Could you copy every one of the records below word for word, keeping each line as it is?

> [MATERIAL SUPPLIED]:
__________

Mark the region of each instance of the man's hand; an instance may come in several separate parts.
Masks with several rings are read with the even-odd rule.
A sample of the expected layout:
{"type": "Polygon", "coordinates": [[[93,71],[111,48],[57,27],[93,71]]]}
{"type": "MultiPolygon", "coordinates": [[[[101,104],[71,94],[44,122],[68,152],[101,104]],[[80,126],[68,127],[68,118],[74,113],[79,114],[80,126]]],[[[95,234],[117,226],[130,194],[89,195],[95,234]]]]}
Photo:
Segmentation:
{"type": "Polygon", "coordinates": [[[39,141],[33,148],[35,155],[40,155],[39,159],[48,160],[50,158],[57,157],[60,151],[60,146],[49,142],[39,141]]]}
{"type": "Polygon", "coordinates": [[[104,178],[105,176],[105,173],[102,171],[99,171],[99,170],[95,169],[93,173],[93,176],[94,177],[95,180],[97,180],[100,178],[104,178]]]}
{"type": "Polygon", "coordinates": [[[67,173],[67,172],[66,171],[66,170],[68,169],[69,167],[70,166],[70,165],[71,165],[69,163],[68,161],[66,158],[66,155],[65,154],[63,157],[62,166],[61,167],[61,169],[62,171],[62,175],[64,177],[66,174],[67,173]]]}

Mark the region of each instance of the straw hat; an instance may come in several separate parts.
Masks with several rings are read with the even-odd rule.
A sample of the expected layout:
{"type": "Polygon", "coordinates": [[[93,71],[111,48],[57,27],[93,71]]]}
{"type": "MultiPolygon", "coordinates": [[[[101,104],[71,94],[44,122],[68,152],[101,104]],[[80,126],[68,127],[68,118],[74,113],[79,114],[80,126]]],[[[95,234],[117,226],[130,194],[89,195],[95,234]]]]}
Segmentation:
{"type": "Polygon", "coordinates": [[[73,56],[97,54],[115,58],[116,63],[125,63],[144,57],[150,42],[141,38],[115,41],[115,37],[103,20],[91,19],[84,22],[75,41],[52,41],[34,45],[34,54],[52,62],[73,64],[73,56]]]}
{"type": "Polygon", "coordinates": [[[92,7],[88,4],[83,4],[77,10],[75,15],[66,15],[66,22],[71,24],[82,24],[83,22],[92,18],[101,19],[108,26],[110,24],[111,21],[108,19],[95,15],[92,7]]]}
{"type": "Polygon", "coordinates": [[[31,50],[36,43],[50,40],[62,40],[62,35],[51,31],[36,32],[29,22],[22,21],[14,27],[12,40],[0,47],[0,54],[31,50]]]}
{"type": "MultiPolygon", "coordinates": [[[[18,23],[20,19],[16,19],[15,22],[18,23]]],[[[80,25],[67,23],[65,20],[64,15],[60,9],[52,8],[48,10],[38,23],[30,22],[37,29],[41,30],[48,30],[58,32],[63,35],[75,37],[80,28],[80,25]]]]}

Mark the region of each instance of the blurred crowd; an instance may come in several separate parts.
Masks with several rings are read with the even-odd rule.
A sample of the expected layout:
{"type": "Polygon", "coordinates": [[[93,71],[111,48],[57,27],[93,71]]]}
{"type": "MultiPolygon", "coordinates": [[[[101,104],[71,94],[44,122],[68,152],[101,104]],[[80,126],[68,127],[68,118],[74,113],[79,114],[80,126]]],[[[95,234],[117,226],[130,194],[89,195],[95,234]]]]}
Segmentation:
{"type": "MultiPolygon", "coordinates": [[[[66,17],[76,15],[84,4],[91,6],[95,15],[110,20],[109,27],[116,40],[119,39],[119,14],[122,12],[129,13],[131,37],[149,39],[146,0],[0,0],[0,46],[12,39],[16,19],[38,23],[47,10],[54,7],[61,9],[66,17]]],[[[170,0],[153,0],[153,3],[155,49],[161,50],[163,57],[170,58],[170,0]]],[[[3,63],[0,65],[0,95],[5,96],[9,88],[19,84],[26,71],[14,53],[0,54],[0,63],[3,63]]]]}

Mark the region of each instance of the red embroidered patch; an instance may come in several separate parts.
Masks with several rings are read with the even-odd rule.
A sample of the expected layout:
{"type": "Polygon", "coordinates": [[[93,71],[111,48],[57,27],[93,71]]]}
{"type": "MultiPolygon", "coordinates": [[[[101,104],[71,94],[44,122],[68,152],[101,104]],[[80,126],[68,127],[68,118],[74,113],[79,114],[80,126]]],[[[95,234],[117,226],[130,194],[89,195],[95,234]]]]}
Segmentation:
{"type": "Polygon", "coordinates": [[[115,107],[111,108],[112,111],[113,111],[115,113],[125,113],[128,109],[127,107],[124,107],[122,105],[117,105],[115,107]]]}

__________

> [FULL OUTPUT]:
Mark the region of each instance of the man's hand; an instance may come in several separate parts.
Masks with several rings are read with the even-odd rule.
A sample of the expected layout:
{"type": "Polygon", "coordinates": [[[93,71],[111,48],[57,27],[93,71]]]}
{"type": "MultiPolygon", "coordinates": [[[[101,104],[71,94],[44,122],[68,152],[101,104]],[[80,126],[68,127],[68,118],[74,113],[79,114],[80,126]]],[[[95,234],[117,226],[130,194],[89,195],[95,234]]]]}
Photo:
Segmentation:
{"type": "Polygon", "coordinates": [[[39,141],[33,148],[35,155],[40,155],[39,159],[48,160],[50,158],[57,157],[60,151],[60,146],[49,142],[39,141]]]}
{"type": "Polygon", "coordinates": [[[104,178],[105,176],[105,173],[102,171],[99,171],[99,170],[95,169],[93,173],[93,176],[94,177],[95,180],[97,180],[100,178],[104,178]]]}
{"type": "Polygon", "coordinates": [[[67,173],[67,172],[66,171],[66,170],[68,169],[69,167],[70,166],[70,165],[71,165],[69,163],[68,161],[66,158],[66,155],[65,154],[63,157],[62,166],[61,167],[61,169],[62,171],[62,175],[64,177],[66,174],[67,173]]]}

Mark the region of each instance of the straw hat; an instance may come in several separate parts.
Masks with several rings are read with the even-odd rule.
A sample of the expected layout:
{"type": "Polygon", "coordinates": [[[93,71],[111,48],[57,27],[93,71]]]}
{"type": "MultiPolygon", "coordinates": [[[[101,104],[71,94],[44,122],[68,152],[101,104]],[[80,126],[68,127],[68,118],[74,113],[79,114],[80,126]]],[[[95,234],[117,226],[130,194],[89,195],[95,234]]]]}
Segmentation:
{"type": "Polygon", "coordinates": [[[73,56],[97,54],[115,58],[116,63],[125,63],[144,57],[150,42],[141,38],[115,41],[115,37],[103,20],[91,19],[84,22],[75,41],[52,41],[34,45],[34,54],[52,62],[73,64],[73,56]]]}
{"type": "Polygon", "coordinates": [[[92,7],[88,4],[83,4],[77,10],[75,15],[66,15],[66,22],[71,24],[82,24],[83,22],[92,18],[101,19],[108,26],[110,24],[111,21],[108,19],[95,15],[92,7]]]}
{"type": "Polygon", "coordinates": [[[31,50],[36,43],[50,40],[62,40],[62,35],[51,31],[36,32],[29,22],[22,21],[14,27],[12,40],[0,47],[0,54],[31,50]]]}
{"type": "MultiPolygon", "coordinates": [[[[18,23],[20,19],[16,19],[15,22],[18,23]]],[[[80,25],[67,23],[65,20],[64,15],[60,9],[52,8],[48,10],[38,23],[30,22],[37,29],[41,30],[48,30],[58,32],[63,35],[75,37],[80,28],[80,25]]]]}

Mark the region of each instance of the blurred crowd; an instance may come in several separate parts.
Masks with several rings are read with the even-odd rule.
A sample of the expected layout:
{"type": "Polygon", "coordinates": [[[93,71],[111,48],[57,27],[93,71]]]}
{"type": "MultiPolygon", "coordinates": [[[[101,104],[71,94],[44,122],[68,152],[101,104]],[[80,126],[68,127],[68,118],[74,113],[79,114],[80,126]]],[[[95,234],[117,226],[130,194],[89,195],[95,234]]]]}
Segmentation:
{"type": "MultiPolygon", "coordinates": [[[[66,17],[76,15],[84,4],[91,6],[95,15],[110,20],[109,27],[116,40],[119,39],[119,14],[122,12],[129,13],[131,37],[149,39],[146,0],[0,0],[0,46],[12,39],[16,19],[38,23],[47,10],[54,7],[61,9],[66,17]]],[[[170,0],[153,0],[153,3],[155,49],[161,50],[163,57],[170,58],[170,0]]],[[[3,63],[0,65],[0,95],[5,96],[9,88],[19,84],[26,71],[14,53],[0,54],[0,63],[3,63]]]]}

Mark the region of each instance of the red embroidered patch; an instance may come in several separate parts.
Masks with several rings are read with the even-odd rule.
A sample of the expected layout:
{"type": "Polygon", "coordinates": [[[93,71],[111,48],[57,27],[93,71]]]}
{"type": "MultiPolygon", "coordinates": [[[[101,104],[71,94],[44,122],[68,152],[101,104]],[[80,126],[68,127],[68,118],[74,113],[79,114],[80,126]]],[[[95,234],[117,226],[130,194],[89,195],[95,234]]]]}
Segmentation:
{"type": "Polygon", "coordinates": [[[115,107],[111,108],[112,111],[113,111],[115,113],[125,113],[128,109],[127,107],[124,107],[122,105],[117,105],[115,107]]]}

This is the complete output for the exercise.